• **EXERCISE PASSAGE**:
-------------------------

Believe it or believe it not, but the AJW motorcycle venture was something of a sideline to the still-flourishing Exeter business known as the Wheaton Printing Company The AJW initials stood for Arthur John Wheaton (better known as Jack Wheaton), and the first few prototypes were assembled in the maintenance workshop at the printing works.

Motorcycling was Jack Wheaton's hobby, and the first two AJWs, built in the summer of 1926, comprised a 496 cc single powered by a Swiss-made MAG engine, and a powerful-looking 996 cc vee-twin using a British Vulpine power unit. In fact British Vulpine, and Summit, were alternative names for the big British Anzani engine, and when AJW production did begin the 1927 season it was with a modest range of vee-twin models, using the 996 cc overhead-valve Summit, and side-valve and overhead-valve JAP.

The AJW was certainly a very racy-looking machine, with its bulbous torpedo-shaped fuel tank raked back, and employing a full duplex tubular loop frame with the top members running in a straight line from steering head to rear wheel spindle. The machine seen here was the standard sportster, employing single-port cylinder heads, but there was also an even more imposing device, with twin-port heads and two exhaust pipes along each side of the bike. Its top speed was claimed to be around 100 mph, which could well have been true. The AJW not only looked expensive, but was expensive, with the top-of-the-range version costing an awe-inspiring £ 145. Even the standard model, as pictured, was priced at £ 115.

Naturally, the make attracted an elite clientele (among them Brooklands racers such as Claude Temple and Joe Wright) and production ran at a low level - which, as a hobby project, suited Jack Wheaton admirably. But even hobbies have to earn their crust, and as Britain ran into the depression years of the 'thirties, so the character of AJW changed. The last big British Anzani vee-twin (by this time available in racing specification only) dropped out of the range in 1931, and only a 680 cc vee-twin JAP represented the breed for 1932.

-------------------------

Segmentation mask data

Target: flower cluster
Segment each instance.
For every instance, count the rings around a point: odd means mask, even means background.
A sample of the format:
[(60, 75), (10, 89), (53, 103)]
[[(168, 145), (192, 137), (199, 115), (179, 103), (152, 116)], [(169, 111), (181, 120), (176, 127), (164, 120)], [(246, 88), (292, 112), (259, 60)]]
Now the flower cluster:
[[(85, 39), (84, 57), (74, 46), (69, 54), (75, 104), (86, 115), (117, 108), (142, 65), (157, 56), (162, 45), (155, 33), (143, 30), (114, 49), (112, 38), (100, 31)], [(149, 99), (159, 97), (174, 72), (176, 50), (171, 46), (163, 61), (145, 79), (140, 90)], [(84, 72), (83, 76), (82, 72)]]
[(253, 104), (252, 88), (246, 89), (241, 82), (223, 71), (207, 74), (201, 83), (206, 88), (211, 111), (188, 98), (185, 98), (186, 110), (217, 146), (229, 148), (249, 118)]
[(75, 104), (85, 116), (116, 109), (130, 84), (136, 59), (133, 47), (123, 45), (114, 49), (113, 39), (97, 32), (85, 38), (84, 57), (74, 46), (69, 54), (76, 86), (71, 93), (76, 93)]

-------------------------

• **ACTIVITY**:
In the AJW motorcycle passage, what do the letters AJW stand for?

• **ANSWER SECTION**:
Arthur John Wheaton.